Count the rows below that contain the word "green" and reply with that number alone.

__SOURCE MATERIAL__.
-------------------------

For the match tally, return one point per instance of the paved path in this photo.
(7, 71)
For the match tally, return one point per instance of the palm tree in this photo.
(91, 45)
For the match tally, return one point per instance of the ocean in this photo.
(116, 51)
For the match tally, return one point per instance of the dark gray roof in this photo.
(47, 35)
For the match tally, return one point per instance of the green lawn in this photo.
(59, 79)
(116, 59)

-------------------------

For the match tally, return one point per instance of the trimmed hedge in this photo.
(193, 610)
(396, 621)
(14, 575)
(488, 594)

-------------------------

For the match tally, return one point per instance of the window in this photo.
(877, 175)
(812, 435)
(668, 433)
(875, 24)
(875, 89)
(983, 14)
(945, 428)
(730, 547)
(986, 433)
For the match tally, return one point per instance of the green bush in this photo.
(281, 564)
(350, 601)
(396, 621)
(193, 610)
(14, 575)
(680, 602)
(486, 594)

-------------------------

__OUTPUT__. 2